▶ _Task instructions_:
Search the records below for the string "player" and copy each line where it turns up.

▶ _Stored items_:
.....

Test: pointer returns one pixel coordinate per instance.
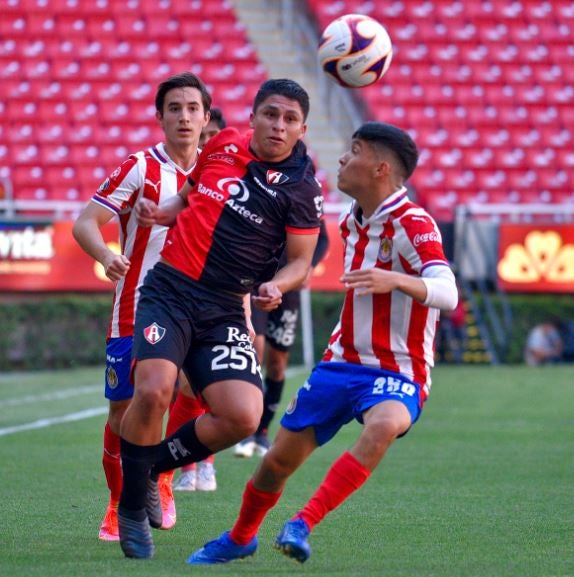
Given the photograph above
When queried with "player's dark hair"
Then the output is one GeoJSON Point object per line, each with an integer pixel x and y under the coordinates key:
{"type": "Point", "coordinates": [283, 87]}
{"type": "Point", "coordinates": [217, 117]}
{"type": "Point", "coordinates": [183, 80]}
{"type": "Point", "coordinates": [394, 139]}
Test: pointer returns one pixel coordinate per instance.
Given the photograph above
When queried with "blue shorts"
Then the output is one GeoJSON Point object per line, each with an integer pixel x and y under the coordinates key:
{"type": "Point", "coordinates": [337, 393]}
{"type": "Point", "coordinates": [118, 363]}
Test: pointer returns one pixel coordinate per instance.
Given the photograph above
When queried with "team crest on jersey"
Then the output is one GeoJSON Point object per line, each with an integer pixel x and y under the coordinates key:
{"type": "Point", "coordinates": [386, 249]}
{"type": "Point", "coordinates": [275, 177]}
{"type": "Point", "coordinates": [111, 378]}
{"type": "Point", "coordinates": [154, 333]}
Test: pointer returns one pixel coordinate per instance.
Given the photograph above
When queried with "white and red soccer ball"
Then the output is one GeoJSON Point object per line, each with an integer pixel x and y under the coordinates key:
{"type": "Point", "coordinates": [355, 50]}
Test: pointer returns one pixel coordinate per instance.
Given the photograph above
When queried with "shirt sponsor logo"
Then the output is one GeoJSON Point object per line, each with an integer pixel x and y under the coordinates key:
{"type": "Point", "coordinates": [421, 238]}
{"type": "Point", "coordinates": [222, 157]}
{"type": "Point", "coordinates": [154, 333]}
{"type": "Point", "coordinates": [386, 249]}
{"type": "Point", "coordinates": [202, 189]}
{"type": "Point", "coordinates": [276, 177]}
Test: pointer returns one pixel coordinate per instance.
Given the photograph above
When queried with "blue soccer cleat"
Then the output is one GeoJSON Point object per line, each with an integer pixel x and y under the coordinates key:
{"type": "Point", "coordinates": [222, 550]}
{"type": "Point", "coordinates": [292, 541]}
{"type": "Point", "coordinates": [135, 536]}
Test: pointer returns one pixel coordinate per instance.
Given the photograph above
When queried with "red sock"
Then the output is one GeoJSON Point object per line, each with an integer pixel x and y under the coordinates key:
{"type": "Point", "coordinates": [254, 507]}
{"type": "Point", "coordinates": [112, 463]}
{"type": "Point", "coordinates": [345, 476]}
{"type": "Point", "coordinates": [183, 410]}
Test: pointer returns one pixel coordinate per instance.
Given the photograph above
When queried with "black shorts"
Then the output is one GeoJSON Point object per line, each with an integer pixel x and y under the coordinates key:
{"type": "Point", "coordinates": [199, 329]}
{"type": "Point", "coordinates": [279, 325]}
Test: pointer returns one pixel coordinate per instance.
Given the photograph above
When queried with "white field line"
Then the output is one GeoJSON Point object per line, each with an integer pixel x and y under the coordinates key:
{"type": "Point", "coordinates": [42, 423]}
{"type": "Point", "coordinates": [56, 396]}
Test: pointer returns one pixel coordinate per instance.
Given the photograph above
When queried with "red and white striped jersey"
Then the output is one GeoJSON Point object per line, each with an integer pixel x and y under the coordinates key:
{"type": "Point", "coordinates": [146, 174]}
{"type": "Point", "coordinates": [390, 331]}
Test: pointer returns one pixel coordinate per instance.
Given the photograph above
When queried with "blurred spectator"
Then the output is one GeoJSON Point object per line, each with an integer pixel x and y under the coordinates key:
{"type": "Point", "coordinates": [544, 344]}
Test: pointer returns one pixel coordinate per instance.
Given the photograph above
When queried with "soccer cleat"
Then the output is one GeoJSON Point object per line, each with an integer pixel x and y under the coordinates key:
{"type": "Point", "coordinates": [187, 481]}
{"type": "Point", "coordinates": [222, 550]}
{"type": "Point", "coordinates": [245, 448]}
{"type": "Point", "coordinates": [109, 529]}
{"type": "Point", "coordinates": [292, 541]}
{"type": "Point", "coordinates": [168, 513]}
{"type": "Point", "coordinates": [153, 504]}
{"type": "Point", "coordinates": [206, 477]}
{"type": "Point", "coordinates": [135, 536]}
{"type": "Point", "coordinates": [262, 444]}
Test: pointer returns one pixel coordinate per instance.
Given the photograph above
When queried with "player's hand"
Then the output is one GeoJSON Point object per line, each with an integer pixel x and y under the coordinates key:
{"type": "Point", "coordinates": [268, 298]}
{"type": "Point", "coordinates": [116, 267]}
{"type": "Point", "coordinates": [370, 281]}
{"type": "Point", "coordinates": [146, 212]}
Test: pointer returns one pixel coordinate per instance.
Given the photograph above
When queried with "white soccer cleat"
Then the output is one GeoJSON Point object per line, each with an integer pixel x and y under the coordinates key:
{"type": "Point", "coordinates": [187, 481]}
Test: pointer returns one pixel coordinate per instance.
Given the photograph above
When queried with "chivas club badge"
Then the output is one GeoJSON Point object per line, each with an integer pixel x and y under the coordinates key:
{"type": "Point", "coordinates": [386, 249]}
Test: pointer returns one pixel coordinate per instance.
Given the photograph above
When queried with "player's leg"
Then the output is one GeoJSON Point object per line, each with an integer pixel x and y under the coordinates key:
{"type": "Point", "coordinates": [112, 465]}
{"type": "Point", "coordinates": [118, 391]}
{"type": "Point", "coordinates": [246, 447]}
{"type": "Point", "coordinates": [386, 416]}
{"type": "Point", "coordinates": [289, 451]}
{"type": "Point", "coordinates": [141, 432]}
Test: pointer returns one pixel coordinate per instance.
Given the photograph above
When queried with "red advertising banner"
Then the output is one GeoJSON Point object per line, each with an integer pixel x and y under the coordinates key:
{"type": "Point", "coordinates": [36, 257]}
{"type": "Point", "coordinates": [44, 257]}
{"type": "Point", "coordinates": [536, 258]}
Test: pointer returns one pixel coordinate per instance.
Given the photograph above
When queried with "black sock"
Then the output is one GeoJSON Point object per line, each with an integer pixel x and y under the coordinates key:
{"type": "Point", "coordinates": [271, 399]}
{"type": "Point", "coordinates": [181, 448]}
{"type": "Point", "coordinates": [137, 461]}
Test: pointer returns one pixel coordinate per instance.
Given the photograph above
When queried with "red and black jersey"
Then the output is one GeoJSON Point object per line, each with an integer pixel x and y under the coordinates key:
{"type": "Point", "coordinates": [240, 209]}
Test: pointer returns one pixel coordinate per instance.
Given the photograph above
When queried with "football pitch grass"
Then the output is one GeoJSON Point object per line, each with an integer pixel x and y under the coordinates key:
{"type": "Point", "coordinates": [482, 486]}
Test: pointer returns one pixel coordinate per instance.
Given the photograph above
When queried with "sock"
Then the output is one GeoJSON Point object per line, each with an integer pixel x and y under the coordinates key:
{"type": "Point", "coordinates": [137, 461]}
{"type": "Point", "coordinates": [112, 463]}
{"type": "Point", "coordinates": [181, 411]}
{"type": "Point", "coordinates": [344, 477]}
{"type": "Point", "coordinates": [179, 449]}
{"type": "Point", "coordinates": [254, 507]}
{"type": "Point", "coordinates": [271, 399]}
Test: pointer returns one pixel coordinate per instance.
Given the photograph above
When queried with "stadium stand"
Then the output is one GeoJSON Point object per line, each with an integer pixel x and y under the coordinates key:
{"type": "Point", "coordinates": [487, 90]}
{"type": "Point", "coordinates": [77, 81]}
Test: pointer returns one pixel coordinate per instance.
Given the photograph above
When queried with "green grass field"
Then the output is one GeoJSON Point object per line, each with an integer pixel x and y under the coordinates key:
{"type": "Point", "coordinates": [482, 487]}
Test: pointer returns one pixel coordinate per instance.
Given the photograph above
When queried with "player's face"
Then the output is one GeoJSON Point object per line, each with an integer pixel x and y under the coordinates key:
{"type": "Point", "coordinates": [358, 167]}
{"type": "Point", "coordinates": [277, 124]}
{"type": "Point", "coordinates": [210, 130]}
{"type": "Point", "coordinates": [183, 117]}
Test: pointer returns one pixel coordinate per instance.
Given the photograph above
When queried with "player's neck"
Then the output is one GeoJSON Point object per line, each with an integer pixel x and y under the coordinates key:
{"type": "Point", "coordinates": [184, 157]}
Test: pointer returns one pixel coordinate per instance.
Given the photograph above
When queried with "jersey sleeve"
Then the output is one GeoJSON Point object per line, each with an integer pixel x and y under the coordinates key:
{"type": "Point", "coordinates": [119, 191]}
{"type": "Point", "coordinates": [423, 248]}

.....

▶ _Answer area_:
When queried with "player's dark hair"
When queried with "player's hand"
When queried with "player's leg"
When queried with "player's face"
When queried with "player's neck"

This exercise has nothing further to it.